PASSAGE SHOWN ->
>>>>
Philippines stops SEAIR, Tiger Airways collaboration

MANILA, May 19 (Reuters) - Philippine authorities have given South East Asian Airlines (SEAIR) a cease-and-desist order on two new routes over concerns arrangements with part-owner Tiger Airways violate local laws, the regulator and local carrier said.

Four rival domestic carriers had filed a joint opposition to the partnership, saying SEAIR was selling tickets and accepting bookings through Singapore-listed Tiger’s website, which they said was not allowed under the agreement covering the lease of two of Tiger’s Airbus 320 jets to SEAIR.

Manila’s Civil Aeronautics Board (CAB) said on Thursday there were signs the collaboration between the two airlines was beyond the allowed aircraft lessor-lessee relationship and a normal marketing agreement.

SEAIR president Avelino Zapanta said the carrier had complied with the CAB directive while it evaluated the order, and was waiting for the regulator’s final decision.
<<<<
EXTRACTED DATA ->
>>>>
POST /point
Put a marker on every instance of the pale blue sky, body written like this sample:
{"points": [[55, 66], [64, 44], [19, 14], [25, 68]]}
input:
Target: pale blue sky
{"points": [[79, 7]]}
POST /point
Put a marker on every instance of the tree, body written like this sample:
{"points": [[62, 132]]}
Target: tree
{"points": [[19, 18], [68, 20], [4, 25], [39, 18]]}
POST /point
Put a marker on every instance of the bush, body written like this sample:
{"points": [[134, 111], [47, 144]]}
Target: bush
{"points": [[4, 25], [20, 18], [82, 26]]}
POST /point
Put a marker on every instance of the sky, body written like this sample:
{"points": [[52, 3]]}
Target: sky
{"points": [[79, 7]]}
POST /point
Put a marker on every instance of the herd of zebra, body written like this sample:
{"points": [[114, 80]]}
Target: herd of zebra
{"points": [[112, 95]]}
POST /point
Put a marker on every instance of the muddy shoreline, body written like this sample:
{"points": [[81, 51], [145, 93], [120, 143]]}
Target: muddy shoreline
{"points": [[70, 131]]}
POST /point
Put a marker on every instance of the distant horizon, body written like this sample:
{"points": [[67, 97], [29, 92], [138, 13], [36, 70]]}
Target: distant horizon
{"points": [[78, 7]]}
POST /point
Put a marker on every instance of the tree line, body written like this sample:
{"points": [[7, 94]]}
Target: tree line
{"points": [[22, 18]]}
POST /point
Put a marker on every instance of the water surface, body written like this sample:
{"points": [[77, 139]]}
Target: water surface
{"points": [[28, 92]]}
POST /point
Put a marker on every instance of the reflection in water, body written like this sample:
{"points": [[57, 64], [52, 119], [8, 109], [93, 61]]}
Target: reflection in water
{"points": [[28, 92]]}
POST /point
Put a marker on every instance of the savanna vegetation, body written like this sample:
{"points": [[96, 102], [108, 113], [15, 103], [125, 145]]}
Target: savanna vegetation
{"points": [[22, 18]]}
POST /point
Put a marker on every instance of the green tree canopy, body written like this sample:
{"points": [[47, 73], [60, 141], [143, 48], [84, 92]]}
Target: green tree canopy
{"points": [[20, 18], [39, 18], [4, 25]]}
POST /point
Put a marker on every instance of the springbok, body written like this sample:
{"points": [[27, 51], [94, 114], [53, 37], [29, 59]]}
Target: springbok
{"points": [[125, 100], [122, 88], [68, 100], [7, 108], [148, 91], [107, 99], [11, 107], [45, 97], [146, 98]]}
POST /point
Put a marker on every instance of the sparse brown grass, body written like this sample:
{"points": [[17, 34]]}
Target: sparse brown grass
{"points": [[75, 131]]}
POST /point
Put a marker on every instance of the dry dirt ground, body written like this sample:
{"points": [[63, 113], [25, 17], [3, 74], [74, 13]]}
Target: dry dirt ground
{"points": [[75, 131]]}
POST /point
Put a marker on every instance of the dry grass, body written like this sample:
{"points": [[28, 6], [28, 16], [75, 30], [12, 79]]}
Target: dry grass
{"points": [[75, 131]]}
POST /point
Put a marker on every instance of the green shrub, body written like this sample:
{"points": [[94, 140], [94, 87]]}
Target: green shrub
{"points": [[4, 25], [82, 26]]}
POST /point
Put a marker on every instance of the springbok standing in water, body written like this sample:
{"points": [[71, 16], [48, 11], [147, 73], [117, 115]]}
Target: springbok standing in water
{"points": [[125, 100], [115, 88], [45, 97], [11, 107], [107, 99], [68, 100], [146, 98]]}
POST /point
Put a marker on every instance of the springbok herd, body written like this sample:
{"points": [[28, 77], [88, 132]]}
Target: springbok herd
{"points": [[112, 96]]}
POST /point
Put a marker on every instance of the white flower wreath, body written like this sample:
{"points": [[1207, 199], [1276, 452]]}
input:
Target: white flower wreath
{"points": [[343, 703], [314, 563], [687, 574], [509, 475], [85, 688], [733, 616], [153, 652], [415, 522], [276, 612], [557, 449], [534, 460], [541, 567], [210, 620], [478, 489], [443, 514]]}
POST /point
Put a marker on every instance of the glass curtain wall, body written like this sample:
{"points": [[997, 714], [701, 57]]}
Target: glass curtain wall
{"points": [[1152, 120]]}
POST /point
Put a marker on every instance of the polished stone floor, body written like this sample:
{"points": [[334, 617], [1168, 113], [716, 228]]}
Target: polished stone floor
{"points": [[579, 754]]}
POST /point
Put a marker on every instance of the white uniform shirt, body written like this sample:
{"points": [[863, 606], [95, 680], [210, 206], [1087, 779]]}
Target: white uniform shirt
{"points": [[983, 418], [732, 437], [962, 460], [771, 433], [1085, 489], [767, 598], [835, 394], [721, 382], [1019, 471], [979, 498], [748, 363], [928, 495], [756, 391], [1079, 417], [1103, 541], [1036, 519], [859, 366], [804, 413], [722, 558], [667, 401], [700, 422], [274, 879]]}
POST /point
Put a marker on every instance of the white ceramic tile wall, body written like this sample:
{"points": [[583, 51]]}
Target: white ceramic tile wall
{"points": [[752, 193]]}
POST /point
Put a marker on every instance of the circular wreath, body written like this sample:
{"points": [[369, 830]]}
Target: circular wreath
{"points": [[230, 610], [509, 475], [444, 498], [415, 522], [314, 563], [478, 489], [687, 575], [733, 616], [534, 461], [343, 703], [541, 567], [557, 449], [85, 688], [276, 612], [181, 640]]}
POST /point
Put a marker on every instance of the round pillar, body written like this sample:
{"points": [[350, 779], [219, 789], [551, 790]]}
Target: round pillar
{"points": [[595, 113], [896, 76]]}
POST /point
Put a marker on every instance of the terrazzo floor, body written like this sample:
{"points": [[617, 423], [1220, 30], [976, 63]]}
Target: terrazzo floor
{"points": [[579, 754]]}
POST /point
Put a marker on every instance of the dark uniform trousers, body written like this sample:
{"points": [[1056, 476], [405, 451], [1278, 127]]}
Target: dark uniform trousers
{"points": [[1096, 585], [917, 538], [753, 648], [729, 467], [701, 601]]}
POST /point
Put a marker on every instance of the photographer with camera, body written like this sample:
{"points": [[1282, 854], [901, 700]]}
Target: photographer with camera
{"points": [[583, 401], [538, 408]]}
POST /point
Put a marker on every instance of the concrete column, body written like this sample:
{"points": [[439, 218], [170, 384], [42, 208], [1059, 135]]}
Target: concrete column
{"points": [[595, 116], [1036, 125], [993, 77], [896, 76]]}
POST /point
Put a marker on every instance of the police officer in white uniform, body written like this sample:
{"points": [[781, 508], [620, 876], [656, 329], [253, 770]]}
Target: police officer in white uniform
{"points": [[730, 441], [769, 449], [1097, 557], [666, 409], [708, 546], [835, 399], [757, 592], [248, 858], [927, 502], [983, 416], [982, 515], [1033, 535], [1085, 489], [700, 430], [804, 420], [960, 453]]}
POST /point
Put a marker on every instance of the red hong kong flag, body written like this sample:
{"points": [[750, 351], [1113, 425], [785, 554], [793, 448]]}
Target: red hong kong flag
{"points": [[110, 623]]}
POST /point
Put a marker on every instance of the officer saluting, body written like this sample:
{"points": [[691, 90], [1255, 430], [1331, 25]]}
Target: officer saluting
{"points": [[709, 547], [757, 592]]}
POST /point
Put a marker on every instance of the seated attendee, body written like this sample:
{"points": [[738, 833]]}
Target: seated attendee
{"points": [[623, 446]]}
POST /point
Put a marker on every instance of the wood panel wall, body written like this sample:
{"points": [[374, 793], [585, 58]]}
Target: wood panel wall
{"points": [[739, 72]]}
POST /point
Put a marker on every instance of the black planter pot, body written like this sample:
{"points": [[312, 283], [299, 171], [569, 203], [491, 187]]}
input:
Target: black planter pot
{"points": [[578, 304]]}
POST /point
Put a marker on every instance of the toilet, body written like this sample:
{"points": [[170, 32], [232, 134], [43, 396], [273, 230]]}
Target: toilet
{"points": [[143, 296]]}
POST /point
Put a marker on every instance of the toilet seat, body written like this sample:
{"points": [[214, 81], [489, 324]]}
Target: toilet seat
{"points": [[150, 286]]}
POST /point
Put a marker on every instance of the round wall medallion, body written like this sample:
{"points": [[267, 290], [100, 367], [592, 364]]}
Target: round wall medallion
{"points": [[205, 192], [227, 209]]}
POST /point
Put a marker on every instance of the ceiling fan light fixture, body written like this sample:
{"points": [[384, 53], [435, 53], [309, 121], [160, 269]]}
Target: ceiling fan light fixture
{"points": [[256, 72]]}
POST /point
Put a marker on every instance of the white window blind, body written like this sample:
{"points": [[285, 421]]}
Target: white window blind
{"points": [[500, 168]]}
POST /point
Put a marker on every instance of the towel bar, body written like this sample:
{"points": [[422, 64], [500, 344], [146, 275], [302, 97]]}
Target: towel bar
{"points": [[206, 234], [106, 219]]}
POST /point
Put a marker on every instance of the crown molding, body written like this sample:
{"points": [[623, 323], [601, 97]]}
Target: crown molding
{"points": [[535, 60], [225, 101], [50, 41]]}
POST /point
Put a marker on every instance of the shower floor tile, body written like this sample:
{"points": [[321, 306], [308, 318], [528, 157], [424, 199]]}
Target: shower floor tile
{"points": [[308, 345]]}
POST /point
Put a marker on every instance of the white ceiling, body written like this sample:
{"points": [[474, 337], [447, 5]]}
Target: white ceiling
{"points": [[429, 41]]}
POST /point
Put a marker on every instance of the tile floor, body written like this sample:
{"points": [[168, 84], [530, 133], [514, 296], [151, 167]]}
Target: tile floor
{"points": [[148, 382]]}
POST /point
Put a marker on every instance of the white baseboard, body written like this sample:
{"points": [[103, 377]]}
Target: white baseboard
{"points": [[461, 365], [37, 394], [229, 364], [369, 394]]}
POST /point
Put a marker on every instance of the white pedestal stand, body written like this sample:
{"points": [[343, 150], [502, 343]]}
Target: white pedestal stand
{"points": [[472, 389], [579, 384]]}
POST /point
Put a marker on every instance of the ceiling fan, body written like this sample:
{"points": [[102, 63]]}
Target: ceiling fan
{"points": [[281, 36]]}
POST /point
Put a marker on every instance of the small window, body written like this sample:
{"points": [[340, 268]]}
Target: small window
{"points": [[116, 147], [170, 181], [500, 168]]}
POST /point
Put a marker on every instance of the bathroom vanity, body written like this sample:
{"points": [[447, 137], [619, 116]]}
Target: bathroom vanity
<<<<
In the report on the SEAIR order, copy out everything from "Philippines stops SEAIR, Tiger" down to "normal marketing agreement.", swapping "collaboration" for "partnership".

OUTPUT FOR THIS TASK ->
Philippines stops SEAIR, Tiger Airways partnership

MANILA, May 19 (Reuters) - Philippine authorities have given South East Asian Airlines (SEAIR) a cease-and-desist order on two new routes over concerns arrangements with part-owner Tiger Airways violate local laws, the regulator and local carrier said.

Four rival domestic carriers had filed a joint opposition to the partnership, saying SEAIR was selling tickets and accepting bookings through Singapore-listed Tiger’s website, which they said was not allowed under the agreement covering the lease of two of Tiger’s Airbus 320 jets to SEAIR.

Manila’s Civil Aeronautics Board (CAB) said on Thursday there were signs the partnership between the two airlines was beyond the allowed aircraft lessor-lessee relationship and a normal marketing agreement.